_Task item:_ Every entry, from first to last, is to be written out exactly.

_Supplied material:_
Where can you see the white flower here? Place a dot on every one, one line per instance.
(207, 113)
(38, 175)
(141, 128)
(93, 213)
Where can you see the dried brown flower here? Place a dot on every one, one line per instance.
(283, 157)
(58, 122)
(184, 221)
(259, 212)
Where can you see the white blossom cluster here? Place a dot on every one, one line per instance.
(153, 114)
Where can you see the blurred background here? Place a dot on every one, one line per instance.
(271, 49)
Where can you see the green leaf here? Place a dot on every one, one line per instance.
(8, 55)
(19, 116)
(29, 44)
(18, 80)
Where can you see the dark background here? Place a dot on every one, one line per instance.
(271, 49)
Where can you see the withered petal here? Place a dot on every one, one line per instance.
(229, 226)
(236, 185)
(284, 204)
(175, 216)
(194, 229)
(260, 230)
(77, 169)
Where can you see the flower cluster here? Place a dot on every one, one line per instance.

_Output of the task:_
Where can you see the white flower here? Place a dot on every one, one line per instance.
(207, 113)
(38, 175)
(141, 128)
(93, 213)
Where can you see the dried brown flower here? Place a dot on every one, one line per instance.
(283, 157)
(58, 122)
(184, 221)
(259, 212)
Where can you see the white blossom cluster here? Place a dot on every one, one line per instance.
(153, 114)
Where can you see the blurred background here? Place a dot on every one, one line per instance.
(271, 49)
Where can you see the green leaf here? Place a dot on every one, one line per instance.
(8, 55)
(19, 116)
(29, 44)
(18, 80)
Where can you see the dark background here? Place a dot on every one, one line per instance.
(271, 49)
Where can you see the withered petal here? Place a dot on every one, one line per instance.
(229, 226)
(236, 185)
(284, 204)
(175, 216)
(194, 229)
(260, 230)
(77, 169)
Where can you see the flower cluster here? Place a dot on every one, one line per instance.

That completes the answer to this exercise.